Petunjuk a.
Pada catatan di bawah, tulis ulang baris-baris mulai dari baris yang memuat "detect every blue" sampai akhir catatan, dengan mengganti "broadcast frame" menjadi "match frame" dan membiarkan semua hal lain tetap sama. Jangan sertakan gambar dalam jawaban.

Teks Sumber.
········

Example 728x250
Bandar LampungHeadline

Lamen: Beda Kasus antara Pelanggaran Prokes Habib Rizieq dengan Wabup Lamteng

105
×

Lamen: Beda Kasus antara Pelanggaran Prokes Habib Rizieq dengan Wabup Lamteng

Sebarkan artikel ini
Ketua Liga Pemuda Indonesia Provinsi Lampung Lamen Hendra Saputra

KARYANASIONAL.COM – Adanya statman Pengamat Hukum Universitas Lampung Yusdianto, yang menilai Wakil Bupati Lampung Tengah (Wabup Lamteng) dr. Ardito Wijaya bisa dipidana karena menimbulkan kerumunan seperti kasus organ tunggal di Semaka Tanggamus atau Habib Rizieq Shihab, ditanggapi serius Ketua Liga Pemuda Indonesia Provinsi Lampung, Lamen Hendra Saputra.

Menurut Lamen, kasus pelanggaran protokol kesehatan (Prokes) yang dituduhkan kepada Wabup Lamteng tidaklah sama yang terjadi di Semaka Tanggamus dan Habib Rizieq Shihab.

········

Petunjuk b.
Menurut teks sumber, apa jabatan Lamen Hendra Saputra?

········

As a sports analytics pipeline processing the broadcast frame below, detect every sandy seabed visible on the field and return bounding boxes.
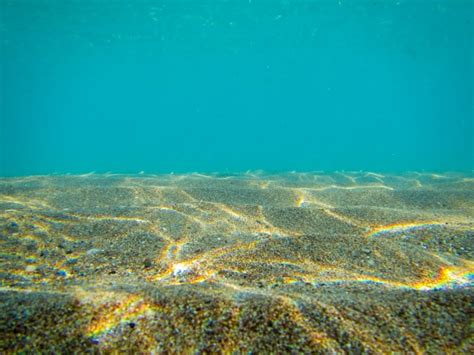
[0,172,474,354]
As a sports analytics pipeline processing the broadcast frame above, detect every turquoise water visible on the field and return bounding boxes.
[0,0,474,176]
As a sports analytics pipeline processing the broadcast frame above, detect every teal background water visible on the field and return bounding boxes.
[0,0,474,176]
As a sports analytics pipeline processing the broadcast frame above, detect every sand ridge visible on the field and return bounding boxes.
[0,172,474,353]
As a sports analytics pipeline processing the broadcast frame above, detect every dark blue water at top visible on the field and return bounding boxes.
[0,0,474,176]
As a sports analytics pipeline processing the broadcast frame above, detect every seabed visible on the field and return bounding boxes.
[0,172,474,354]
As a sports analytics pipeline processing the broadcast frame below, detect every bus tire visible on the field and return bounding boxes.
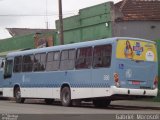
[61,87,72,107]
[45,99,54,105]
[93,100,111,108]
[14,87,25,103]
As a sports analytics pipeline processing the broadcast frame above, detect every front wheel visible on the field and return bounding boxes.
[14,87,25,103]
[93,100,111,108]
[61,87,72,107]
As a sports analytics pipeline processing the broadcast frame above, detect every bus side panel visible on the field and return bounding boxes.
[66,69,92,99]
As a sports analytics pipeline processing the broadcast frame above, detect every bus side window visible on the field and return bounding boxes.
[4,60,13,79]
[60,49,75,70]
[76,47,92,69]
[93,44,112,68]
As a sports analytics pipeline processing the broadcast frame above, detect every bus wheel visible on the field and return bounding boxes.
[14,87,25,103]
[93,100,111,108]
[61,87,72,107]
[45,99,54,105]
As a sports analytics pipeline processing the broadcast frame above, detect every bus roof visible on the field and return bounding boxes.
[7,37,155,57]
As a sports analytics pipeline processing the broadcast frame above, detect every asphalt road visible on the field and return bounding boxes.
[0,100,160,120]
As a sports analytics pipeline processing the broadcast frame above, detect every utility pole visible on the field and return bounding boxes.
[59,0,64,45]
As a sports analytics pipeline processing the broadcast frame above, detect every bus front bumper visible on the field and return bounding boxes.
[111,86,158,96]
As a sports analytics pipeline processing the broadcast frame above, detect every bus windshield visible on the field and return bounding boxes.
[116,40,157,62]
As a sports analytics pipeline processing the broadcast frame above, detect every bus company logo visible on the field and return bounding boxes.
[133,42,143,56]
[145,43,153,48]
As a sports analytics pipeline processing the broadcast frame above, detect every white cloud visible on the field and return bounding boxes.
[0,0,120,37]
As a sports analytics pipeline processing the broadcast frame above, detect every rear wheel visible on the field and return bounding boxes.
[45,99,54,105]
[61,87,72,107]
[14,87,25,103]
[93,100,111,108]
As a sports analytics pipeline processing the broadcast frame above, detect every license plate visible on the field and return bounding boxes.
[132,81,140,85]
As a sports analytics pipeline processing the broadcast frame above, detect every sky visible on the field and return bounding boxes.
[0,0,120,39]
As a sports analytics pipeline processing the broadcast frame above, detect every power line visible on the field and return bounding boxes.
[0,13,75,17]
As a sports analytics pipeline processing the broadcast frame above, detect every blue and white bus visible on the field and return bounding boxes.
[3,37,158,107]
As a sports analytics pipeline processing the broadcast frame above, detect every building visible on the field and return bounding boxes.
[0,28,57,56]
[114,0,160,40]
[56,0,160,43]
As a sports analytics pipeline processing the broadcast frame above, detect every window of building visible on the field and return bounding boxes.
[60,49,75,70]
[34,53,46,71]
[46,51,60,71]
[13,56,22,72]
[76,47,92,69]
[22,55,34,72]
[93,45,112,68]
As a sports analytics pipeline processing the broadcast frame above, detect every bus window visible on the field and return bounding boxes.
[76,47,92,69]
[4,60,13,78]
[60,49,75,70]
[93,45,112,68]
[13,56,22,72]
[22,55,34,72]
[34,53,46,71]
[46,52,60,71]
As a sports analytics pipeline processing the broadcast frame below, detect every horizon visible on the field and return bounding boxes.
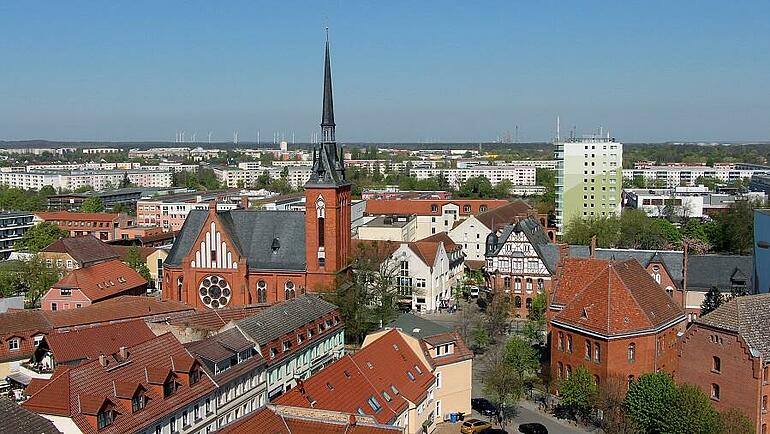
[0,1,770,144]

········

Jawaban Akhir a.
As a sports analytics pipeline processing the match frame above, detect every blue and white bus visible on the field and return bounding boxes.
[3,37,158,107]
As a sports analytics pipeline processing the match frame above, detect every building visible on the field and return bounding boxes.
[0,28,57,56]
[114,0,160,40]
[56,0,160,43]
As a sports analytics pipeline processing the match frame above, detect every window of building visible on the field and return bounding boxes.
[60,49,75,70]
[34,53,46,71]
[46,51,60,71]
[13,56,22,72]
[76,47,92,69]
[22,55,34,72]
[93,45,112,68]
As a sports analytics pipeline processing the match frame above, detect every bus window visible on the field and return bounding boxes.
[76,47,92,69]
[4,60,13,78]
[60,49,75,70]
[93,45,112,68]
[13,56,22,72]
[22,55,34,72]
[34,53,46,71]
[46,52,60,71]
As a sports analytics pipeline processing the match frame below, detect every horizon visible on the field and return bounding boxes.
[0,1,770,144]

Jawaban Akhir b.
Ketua Liga Pemuda Indonesia Provinsi Lampung.